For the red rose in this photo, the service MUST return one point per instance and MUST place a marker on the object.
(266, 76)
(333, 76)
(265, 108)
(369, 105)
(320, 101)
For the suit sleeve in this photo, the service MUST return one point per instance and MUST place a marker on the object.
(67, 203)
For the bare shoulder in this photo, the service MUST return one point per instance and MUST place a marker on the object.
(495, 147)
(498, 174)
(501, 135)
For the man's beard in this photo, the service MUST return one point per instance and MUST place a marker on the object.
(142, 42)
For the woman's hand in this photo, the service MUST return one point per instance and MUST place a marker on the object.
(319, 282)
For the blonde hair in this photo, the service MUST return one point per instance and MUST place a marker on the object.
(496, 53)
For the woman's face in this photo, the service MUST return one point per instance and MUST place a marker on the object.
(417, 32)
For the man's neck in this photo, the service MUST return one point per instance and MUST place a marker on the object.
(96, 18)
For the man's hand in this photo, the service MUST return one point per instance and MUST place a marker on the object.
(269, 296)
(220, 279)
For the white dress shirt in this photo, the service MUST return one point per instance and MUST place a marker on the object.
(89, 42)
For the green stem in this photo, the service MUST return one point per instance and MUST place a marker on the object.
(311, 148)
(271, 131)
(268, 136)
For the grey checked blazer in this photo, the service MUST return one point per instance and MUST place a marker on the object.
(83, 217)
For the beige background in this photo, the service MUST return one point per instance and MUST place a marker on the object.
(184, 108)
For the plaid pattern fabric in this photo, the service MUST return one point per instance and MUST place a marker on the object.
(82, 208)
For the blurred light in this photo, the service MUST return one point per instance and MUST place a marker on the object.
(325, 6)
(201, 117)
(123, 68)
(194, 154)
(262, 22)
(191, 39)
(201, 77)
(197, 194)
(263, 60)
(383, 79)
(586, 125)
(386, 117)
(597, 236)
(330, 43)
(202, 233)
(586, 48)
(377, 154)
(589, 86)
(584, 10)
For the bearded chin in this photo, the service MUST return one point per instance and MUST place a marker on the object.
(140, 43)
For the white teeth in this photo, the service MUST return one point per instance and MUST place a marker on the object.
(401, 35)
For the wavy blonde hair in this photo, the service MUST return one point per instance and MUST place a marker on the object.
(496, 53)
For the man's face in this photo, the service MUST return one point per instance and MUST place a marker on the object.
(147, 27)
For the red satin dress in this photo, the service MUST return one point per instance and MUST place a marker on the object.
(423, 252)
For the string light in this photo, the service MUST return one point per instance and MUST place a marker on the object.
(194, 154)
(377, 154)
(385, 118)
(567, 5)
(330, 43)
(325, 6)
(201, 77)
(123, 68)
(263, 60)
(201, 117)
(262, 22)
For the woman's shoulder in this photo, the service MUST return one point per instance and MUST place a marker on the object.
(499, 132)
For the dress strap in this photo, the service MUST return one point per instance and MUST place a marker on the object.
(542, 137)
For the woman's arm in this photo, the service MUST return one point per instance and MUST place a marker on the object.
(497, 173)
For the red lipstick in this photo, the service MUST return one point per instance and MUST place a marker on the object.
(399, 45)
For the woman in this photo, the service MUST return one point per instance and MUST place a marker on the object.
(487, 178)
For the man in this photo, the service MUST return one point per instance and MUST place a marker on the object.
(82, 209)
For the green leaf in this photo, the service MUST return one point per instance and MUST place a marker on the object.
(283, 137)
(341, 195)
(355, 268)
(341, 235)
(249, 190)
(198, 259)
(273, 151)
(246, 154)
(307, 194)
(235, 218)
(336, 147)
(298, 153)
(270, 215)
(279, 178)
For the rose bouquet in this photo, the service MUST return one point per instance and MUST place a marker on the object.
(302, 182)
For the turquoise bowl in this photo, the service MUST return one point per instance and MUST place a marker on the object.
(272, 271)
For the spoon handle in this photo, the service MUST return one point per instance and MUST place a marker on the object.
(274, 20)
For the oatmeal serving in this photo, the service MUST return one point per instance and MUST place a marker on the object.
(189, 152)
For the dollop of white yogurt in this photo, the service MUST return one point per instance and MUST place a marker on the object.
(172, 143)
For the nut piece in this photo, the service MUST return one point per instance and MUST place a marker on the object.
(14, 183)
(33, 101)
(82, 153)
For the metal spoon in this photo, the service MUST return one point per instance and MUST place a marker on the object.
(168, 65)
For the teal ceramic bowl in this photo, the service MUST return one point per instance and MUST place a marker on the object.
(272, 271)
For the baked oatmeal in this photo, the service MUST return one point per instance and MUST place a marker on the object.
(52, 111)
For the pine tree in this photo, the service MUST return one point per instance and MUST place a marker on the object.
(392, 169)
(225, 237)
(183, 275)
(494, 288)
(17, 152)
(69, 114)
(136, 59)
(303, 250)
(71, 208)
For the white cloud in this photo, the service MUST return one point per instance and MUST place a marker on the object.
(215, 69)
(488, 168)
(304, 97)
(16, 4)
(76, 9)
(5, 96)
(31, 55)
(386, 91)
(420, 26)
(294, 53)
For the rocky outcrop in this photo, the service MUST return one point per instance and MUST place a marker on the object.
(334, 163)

+++++

(Stated exercise): Please output the entire listing exactly as it stands.

(Solution):
For the red rose in this photo, the service MUST return one point per instance and MUST place a marker on the object.
(266, 76)
(333, 76)
(265, 108)
(369, 105)
(320, 101)
For the suit sleeve in this photo, the service MUST return one point per instance and MUST place a marker on the object.
(67, 203)
For the bare shoulder in this photo, the service MUST return one point per instance and MUST place a marker on the object.
(495, 147)
(498, 174)
(501, 135)
For the man's beard in this photo, the service MUST return one point per instance and MUST place a marker on the object.
(142, 42)
For the woman's hand in this photo, the service MUST return one point per instance and MUST place a marker on the object.
(319, 282)
For the blonde hair in this photo, the service MUST return one point per instance and MUST place a marker on the object.
(496, 53)
For the woman's face in this photo, the service MUST return one point per instance and MUST place a marker on the object.
(417, 32)
For the man's neck in this photo, the service MUST return one point per instance and MUST place a marker on the object.
(96, 18)
For the man's hand in this photo, the service MUST return one point per instance and MUST place a marker on the object.
(269, 296)
(220, 279)
For the white dress shirt in this photo, the service MUST return one point per instance and MUST place a marker on the object.
(89, 42)
For the green stem in this photo, the service MUST return one point per instance and MUST place a marker on the object.
(311, 148)
(271, 131)
(268, 136)
For the grey checked blazer in this photo, the service MUST return one point per instance and MUST place a marker on the object.
(83, 217)
For the beige background in this photo, the service MUST return one point per instance and MUST place a marker on the object.
(184, 108)
For the plaid pattern fabric in this photo, the service MUST return one point per instance and MUST place a marker on the object.
(82, 208)
For the blurred light in this photo, the service MUST return one point per instance and MUST place a marker on the object.
(325, 6)
(201, 117)
(123, 68)
(194, 154)
(262, 22)
(191, 39)
(201, 77)
(197, 194)
(263, 60)
(383, 79)
(586, 125)
(386, 117)
(597, 236)
(330, 43)
(202, 233)
(586, 48)
(377, 154)
(589, 86)
(584, 10)
For the bearded chin in this photo, the service MUST return one point per instance and MUST place a marker on the object.
(140, 43)
For the white teeth in this photo, the service MUST return one point per instance and MUST place a marker on the object.
(401, 35)
For the wavy blonde hair in this photo, the service MUST return one point per instance and MUST place a marker on the object.
(496, 53)
For the man's face in this photo, the service MUST return one point per instance and MUST place a marker on the object.
(147, 27)
For the red satin dress in this photo, the service MUST return one point per instance and MUST place a marker on the object.
(423, 252)
For the string light in this photo, the service MUST return one point per instance and MUST place a marker on the object.
(194, 154)
(377, 154)
(385, 118)
(567, 5)
(330, 43)
(325, 6)
(201, 77)
(123, 68)
(263, 60)
(201, 117)
(262, 22)
For the woman's shoulder in this photo, the service MUST return one point per instance and MUST place a marker on the object.
(499, 132)
For the dress strap in this photo, the service MUST return one point per instance and MUST place a marker on the object.
(542, 137)
For the woman's arm in this photo, the service MUST return one point per instance and MUST place a marker on the object.
(497, 173)
For the red lipstick in this photo, the service MUST return one point per instance and MUST place a marker on the object.
(399, 45)
For the woman in this photo, the service MUST return one point per instance and MUST place a marker on the object.
(487, 178)
For the man in this photo, the service MUST return one point per instance and MUST place a marker on the object.
(82, 209)
For the green leaf in this photo, the service MUST return one point per instance and MUST place a marker on the object.
(283, 137)
(341, 195)
(355, 268)
(341, 235)
(249, 190)
(198, 259)
(273, 151)
(246, 154)
(307, 194)
(235, 218)
(336, 147)
(298, 153)
(270, 215)
(279, 178)
For the rose bouquet in this photo, the service MUST return one point per instance and MUST place a marker on the object.
(302, 182)
For the turquoise bowl in this photo, the service MUST return one point per instance and MUST place a marker on the object.
(272, 271)
For the spoon handle in this photo, the service MUST return one point per instance and MUST place a marker on the object.
(274, 20)
For the oatmeal serving in this photo, the service MUST return one point per instance and MUST place a marker on the object.
(189, 152)
For the dollop of white yogurt in this photo, the service MUST return one point per instance and MUST place a marker on the object.
(172, 143)
For the nut piece in this photo, the service MUST return one point per instance and MUST place a marker on the object.
(14, 183)
(33, 101)
(82, 153)
For the metal spoon in this photo, the service MUST return one point per instance and MUST place a marker on the object.
(168, 65)
For the teal ceramic bowl in this photo, the service MUST return one point per instance and MUST place a marker on the object.
(272, 271)
For the baked oatmeal in this photo, the service MUST return one point per instance and MUST place a marker on the object.
(52, 111)
For the pine tree in this photo, the service MUST return one point per instance and MUST place a marker on the object.
(392, 169)
(225, 237)
(183, 275)
(494, 288)
(17, 152)
(69, 114)
(136, 59)
(303, 250)
(71, 208)
For the white cloud in this photo, the service MUST return one point per instance and MUST place a marker on the object.
(215, 69)
(488, 168)
(304, 97)
(16, 4)
(76, 9)
(5, 96)
(31, 55)
(386, 91)
(420, 26)
(294, 53)
For the rocky outcrop in this photo, the service MUST return one point per instance and MUST place a marker on the object.
(334, 163)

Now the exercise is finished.